Given the records below, set each one down again exactly as it reads.

_PROVIDED RECORDS_

________________

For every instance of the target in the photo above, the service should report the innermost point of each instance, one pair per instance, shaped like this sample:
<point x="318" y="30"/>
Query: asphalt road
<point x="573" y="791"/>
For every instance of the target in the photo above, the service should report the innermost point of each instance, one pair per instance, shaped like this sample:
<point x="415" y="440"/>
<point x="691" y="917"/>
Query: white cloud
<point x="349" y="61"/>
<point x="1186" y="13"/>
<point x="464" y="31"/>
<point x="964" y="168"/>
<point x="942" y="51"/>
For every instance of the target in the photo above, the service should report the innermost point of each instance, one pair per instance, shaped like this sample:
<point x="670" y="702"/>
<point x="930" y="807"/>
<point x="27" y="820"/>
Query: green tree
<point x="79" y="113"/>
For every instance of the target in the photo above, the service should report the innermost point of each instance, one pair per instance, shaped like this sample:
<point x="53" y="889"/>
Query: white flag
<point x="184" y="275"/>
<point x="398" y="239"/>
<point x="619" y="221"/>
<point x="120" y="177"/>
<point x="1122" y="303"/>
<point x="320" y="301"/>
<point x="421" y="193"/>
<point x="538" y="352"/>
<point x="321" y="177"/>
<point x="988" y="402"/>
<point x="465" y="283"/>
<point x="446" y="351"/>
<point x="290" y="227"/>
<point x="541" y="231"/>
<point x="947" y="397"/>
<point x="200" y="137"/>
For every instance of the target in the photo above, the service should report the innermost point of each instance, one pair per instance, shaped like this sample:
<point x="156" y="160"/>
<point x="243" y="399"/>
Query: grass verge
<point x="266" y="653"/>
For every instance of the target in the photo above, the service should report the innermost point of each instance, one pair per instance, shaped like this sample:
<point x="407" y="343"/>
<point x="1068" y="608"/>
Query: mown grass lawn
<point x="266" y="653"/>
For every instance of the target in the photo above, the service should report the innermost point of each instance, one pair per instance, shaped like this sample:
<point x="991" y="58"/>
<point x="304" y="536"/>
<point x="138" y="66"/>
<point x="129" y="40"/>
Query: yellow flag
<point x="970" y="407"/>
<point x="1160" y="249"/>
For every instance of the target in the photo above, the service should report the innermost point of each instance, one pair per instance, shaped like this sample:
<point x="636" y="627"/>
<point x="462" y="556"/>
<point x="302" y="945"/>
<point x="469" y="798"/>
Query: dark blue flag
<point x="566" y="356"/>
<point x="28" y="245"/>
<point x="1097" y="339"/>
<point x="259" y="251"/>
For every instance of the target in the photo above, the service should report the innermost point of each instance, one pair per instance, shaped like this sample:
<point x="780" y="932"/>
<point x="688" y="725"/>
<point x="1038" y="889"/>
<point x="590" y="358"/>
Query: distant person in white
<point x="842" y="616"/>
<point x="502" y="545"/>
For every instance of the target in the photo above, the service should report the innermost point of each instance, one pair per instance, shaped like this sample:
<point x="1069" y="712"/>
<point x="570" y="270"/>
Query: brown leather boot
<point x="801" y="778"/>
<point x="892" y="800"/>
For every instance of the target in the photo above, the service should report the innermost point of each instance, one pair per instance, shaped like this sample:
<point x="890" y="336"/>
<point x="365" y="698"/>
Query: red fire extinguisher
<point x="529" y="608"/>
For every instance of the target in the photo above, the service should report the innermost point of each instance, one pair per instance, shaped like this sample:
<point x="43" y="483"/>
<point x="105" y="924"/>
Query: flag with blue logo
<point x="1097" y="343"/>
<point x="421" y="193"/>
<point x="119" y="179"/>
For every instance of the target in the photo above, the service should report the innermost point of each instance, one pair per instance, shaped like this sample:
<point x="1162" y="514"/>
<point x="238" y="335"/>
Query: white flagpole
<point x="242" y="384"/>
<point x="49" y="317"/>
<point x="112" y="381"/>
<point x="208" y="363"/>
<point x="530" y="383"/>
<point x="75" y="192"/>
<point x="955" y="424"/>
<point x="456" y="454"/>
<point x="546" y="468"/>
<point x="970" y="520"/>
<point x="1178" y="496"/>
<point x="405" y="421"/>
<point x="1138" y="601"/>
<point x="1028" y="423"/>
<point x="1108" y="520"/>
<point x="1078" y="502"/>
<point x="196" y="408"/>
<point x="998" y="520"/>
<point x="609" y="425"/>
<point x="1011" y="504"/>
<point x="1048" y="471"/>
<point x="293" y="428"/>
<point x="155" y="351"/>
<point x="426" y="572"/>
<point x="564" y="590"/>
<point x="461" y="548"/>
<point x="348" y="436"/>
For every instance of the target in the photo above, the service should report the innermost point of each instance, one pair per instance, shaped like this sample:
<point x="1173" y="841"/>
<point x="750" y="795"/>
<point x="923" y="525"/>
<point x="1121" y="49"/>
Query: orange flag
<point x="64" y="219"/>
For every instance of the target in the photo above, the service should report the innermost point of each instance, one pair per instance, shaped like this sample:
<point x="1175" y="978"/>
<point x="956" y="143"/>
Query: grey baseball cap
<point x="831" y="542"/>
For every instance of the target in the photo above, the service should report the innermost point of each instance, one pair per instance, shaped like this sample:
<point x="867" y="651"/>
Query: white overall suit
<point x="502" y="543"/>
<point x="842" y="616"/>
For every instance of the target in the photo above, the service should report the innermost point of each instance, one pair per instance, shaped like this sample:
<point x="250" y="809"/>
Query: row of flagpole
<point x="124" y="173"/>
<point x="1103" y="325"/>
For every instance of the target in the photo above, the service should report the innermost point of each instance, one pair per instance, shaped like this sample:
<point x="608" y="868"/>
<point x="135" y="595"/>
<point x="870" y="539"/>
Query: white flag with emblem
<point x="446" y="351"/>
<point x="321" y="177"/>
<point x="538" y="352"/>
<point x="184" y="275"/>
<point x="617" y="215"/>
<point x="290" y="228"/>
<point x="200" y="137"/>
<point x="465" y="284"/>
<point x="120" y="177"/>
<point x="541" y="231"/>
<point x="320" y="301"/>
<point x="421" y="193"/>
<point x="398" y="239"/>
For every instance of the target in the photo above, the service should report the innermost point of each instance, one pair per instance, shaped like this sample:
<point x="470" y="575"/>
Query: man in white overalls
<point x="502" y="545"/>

________________

_ANSWER BELOW_
For every instance of the target in the photo above, the service should report the innermost point of each instance, one pair per instance, shaped like this sample:
<point x="318" y="30"/>
Query: asphalt road
<point x="573" y="791"/>
For every instance of the target in the photo above, the service should report the innermost point of each instance, one pair per instance, shaped like this sample:
<point x="415" y="440"/>
<point x="691" y="917"/>
Query: white cloud
<point x="349" y="61"/>
<point x="1186" y="13"/>
<point x="464" y="31"/>
<point x="964" y="168"/>
<point x="942" y="51"/>
For every instance of the target in the photo above, the service should report the innermost point of each instance, one pair per instance, shaped like this sample:
<point x="670" y="702"/>
<point x="930" y="807"/>
<point x="27" y="820"/>
Query: green tree
<point x="79" y="113"/>
For every instance of the target in the photo above, the service should report the innermost point of each instance, one pair per instance, shaped like this sample:
<point x="53" y="889"/>
Query: white flag
<point x="184" y="275"/>
<point x="398" y="239"/>
<point x="619" y="221"/>
<point x="120" y="177"/>
<point x="1122" y="303"/>
<point x="320" y="301"/>
<point x="421" y="193"/>
<point x="538" y="352"/>
<point x="321" y="177"/>
<point x="988" y="402"/>
<point x="465" y="283"/>
<point x="446" y="351"/>
<point x="290" y="227"/>
<point x="541" y="231"/>
<point x="947" y="397"/>
<point x="200" y="137"/>
For every instance of the target in the photo above, the service should report the innermost point of each instance, one pair per instance, shaped like this sample:
<point x="156" y="160"/>
<point x="243" y="399"/>
Query: grass verge
<point x="266" y="653"/>
For every instance of the target in the photo above, the service should report the innermost point of each instance, one pair per instance, shaped like this sample:
<point x="407" y="343"/>
<point x="1068" y="608"/>
Query: mown grass lawn
<point x="266" y="653"/>
For every instance of the target in the photo above, the service should report the innermost point of each instance, one pair per instance, shaped like this sample:
<point x="991" y="58"/>
<point x="304" y="536"/>
<point x="138" y="66"/>
<point x="129" y="40"/>
Query: yellow flag
<point x="970" y="407"/>
<point x="1160" y="249"/>
For every instance of the target in the photo above, the service should report the innermost point of each instance, one pair per instance, shaped like this sample:
<point x="636" y="627"/>
<point x="462" y="556"/>
<point x="302" y="945"/>
<point x="469" y="798"/>
Query: dark blue flag
<point x="566" y="356"/>
<point x="28" y="245"/>
<point x="1097" y="339"/>
<point x="259" y="251"/>
For every instance of the target in the photo above, the service should report the innermost point of each instance, one pair per instance, shaped like this sample:
<point x="780" y="932"/>
<point x="688" y="725"/>
<point x="1038" y="889"/>
<point x="590" y="358"/>
Query: distant person in white
<point x="842" y="616"/>
<point x="502" y="545"/>
For every instance of the target in the photo above, the service should report the innermost point of each instance, one pair per instance, shaped like this sample:
<point x="1069" y="712"/>
<point x="570" y="270"/>
Query: brown leather boot
<point x="801" y="778"/>
<point x="892" y="800"/>
For every instance of the target in the photo above, the service should report the innermost point of each instance, one pair per instance, shaped like this sample:
<point x="890" y="336"/>
<point x="365" y="698"/>
Query: red fire extinguisher
<point x="529" y="608"/>
For every instance of the target in the photo above, the service should report the innermost point of each instance, one pair per instance, shaped like this sample:
<point x="43" y="483"/>
<point x="105" y="924"/>
Query: flag with blue logo
<point x="1097" y="343"/>
<point x="421" y="193"/>
<point x="119" y="179"/>
For every instance of the target in the photo above, the service should report the innermost point of each instance, one pair per instance, shaped like this sample:
<point x="1162" y="514"/>
<point x="238" y="335"/>
Query: white flagpole
<point x="242" y="384"/>
<point x="49" y="317"/>
<point x="112" y="381"/>
<point x="208" y="363"/>
<point x="530" y="383"/>
<point x="75" y="192"/>
<point x="955" y="424"/>
<point x="456" y="454"/>
<point x="546" y="468"/>
<point x="970" y="520"/>
<point x="1178" y="496"/>
<point x="405" y="421"/>
<point x="1138" y="601"/>
<point x="1028" y="423"/>
<point x="1108" y="520"/>
<point x="1078" y="502"/>
<point x="196" y="408"/>
<point x="998" y="520"/>
<point x="609" y="425"/>
<point x="1011" y="504"/>
<point x="1048" y="471"/>
<point x="293" y="428"/>
<point x="155" y="351"/>
<point x="426" y="572"/>
<point x="564" y="590"/>
<point x="461" y="548"/>
<point x="348" y="436"/>
For every instance of the target in the photo above, the service should report the innermost point of each instance, one pair per instance, shaped like this sample:
<point x="1173" y="841"/>
<point x="750" y="795"/>
<point x="923" y="525"/>
<point x="1121" y="49"/>
Query: orange flag
<point x="64" y="219"/>
For every instance of the target in the photo above, the service should report the innermost point of each instance, one pair per instance, shaped like this sample:
<point x="1175" y="978"/>
<point x="956" y="143"/>
Query: grey baseball cap
<point x="831" y="542"/>
For every instance of the target in the photo above, the service should report the innermost point of each instance, one pair per instance, shaped like this sample:
<point x="867" y="651"/>
Query: white overall suit
<point x="502" y="543"/>
<point x="842" y="616"/>
For every instance of the target in the photo above, the service should report the innermost point of each instance, one pair per instance, shaped like this sample:
<point x="250" y="809"/>
Query: row of flagpole
<point x="124" y="173"/>
<point x="1103" y="325"/>
For every instance of the target in the photo above, the service should report the innermost point of each instance, one pair per instance, shaped like this sample:
<point x="608" y="868"/>
<point x="135" y="595"/>
<point x="870" y="539"/>
Query: white flag with emblem
<point x="446" y="351"/>
<point x="321" y="177"/>
<point x="538" y="352"/>
<point x="184" y="275"/>
<point x="617" y="215"/>
<point x="290" y="228"/>
<point x="200" y="137"/>
<point x="465" y="284"/>
<point x="120" y="177"/>
<point x="541" y="231"/>
<point x="320" y="301"/>
<point x="421" y="193"/>
<point x="398" y="239"/>
For every instance of the target in the photo above, the service should report the innermost point of each instance, one pair per instance, shaped like this sample:
<point x="470" y="575"/>
Query: man in white overalls
<point x="502" y="545"/>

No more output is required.